* [Study material]:

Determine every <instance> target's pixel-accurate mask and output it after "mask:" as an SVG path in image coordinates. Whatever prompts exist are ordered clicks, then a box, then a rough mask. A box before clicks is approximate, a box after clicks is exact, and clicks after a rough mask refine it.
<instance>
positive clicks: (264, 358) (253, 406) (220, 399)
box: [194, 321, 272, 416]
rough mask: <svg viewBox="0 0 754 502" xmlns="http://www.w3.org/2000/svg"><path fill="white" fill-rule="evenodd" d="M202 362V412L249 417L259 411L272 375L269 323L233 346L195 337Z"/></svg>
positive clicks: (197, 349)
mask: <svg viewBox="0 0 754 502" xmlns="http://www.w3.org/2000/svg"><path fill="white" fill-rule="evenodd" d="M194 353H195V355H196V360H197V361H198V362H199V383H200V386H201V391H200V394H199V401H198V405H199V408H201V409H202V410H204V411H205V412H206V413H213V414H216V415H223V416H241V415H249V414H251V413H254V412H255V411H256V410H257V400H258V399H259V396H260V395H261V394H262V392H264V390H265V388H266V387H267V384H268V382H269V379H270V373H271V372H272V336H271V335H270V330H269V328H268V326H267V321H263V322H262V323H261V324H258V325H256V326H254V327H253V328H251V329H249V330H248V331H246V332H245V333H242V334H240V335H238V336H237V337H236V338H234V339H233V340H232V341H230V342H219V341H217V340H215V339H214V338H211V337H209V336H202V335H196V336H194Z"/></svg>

* [Problem statement]: Extract the listing in its entirety and repeat it exactly.

* [Answer to this problem]:
Determine every <instance> target's pixel-accurate mask and output it after "mask:" as an SVG path in image coordinates. Whatever prompts exist are ordered clicks, then a box, then a rough mask. A box before clicks is approximate, a box after clicks is exact, and clicks after a rough mask refine it.
<instance>
positive clicks: (264, 358) (253, 406) (220, 399)
box: [194, 321, 272, 416]
rough mask: <svg viewBox="0 0 754 502" xmlns="http://www.w3.org/2000/svg"><path fill="white" fill-rule="evenodd" d="M202 362V412L249 417L259 411L272 375L269 323L233 346L195 337Z"/></svg>
positive clicks: (197, 349)
mask: <svg viewBox="0 0 754 502" xmlns="http://www.w3.org/2000/svg"><path fill="white" fill-rule="evenodd" d="M194 353H195V355H196V360H197V361H198V362H199V383H200V386H201V391H200V394H199V401H198V405H199V408H201V409H202V410H204V411H205V412H206V413H213V414H216V415H223V416H241V415H249V414H251V413H254V412H255V411H256V410H257V400H258V399H259V396H260V395H261V394H262V392H264V390H265V388H266V387H267V384H268V382H269V379H270V373H271V372H272V336H271V335H270V330H269V328H268V326H267V321H263V322H262V323H261V324H258V325H256V326H254V327H253V328H251V329H249V330H248V331H246V332H245V333H242V334H240V335H238V336H237V337H236V338H234V339H233V340H232V341H230V342H219V341H217V340H215V339H214V338H211V337H209V336H202V335H196V336H194Z"/></svg>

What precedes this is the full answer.